[Start of Attachment]

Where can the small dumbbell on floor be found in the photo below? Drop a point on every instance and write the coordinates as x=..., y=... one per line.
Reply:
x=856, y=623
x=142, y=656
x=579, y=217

[End of Attachment]

**BRIEF**
Reproduce all the data word for word.

**TASK SOLUTION**
Where can the small dumbbell on floor be found in the photo below? Drop a point on every instance and write the coordinates as x=..., y=... one per line.
Reply:
x=856, y=623
x=142, y=656
x=579, y=217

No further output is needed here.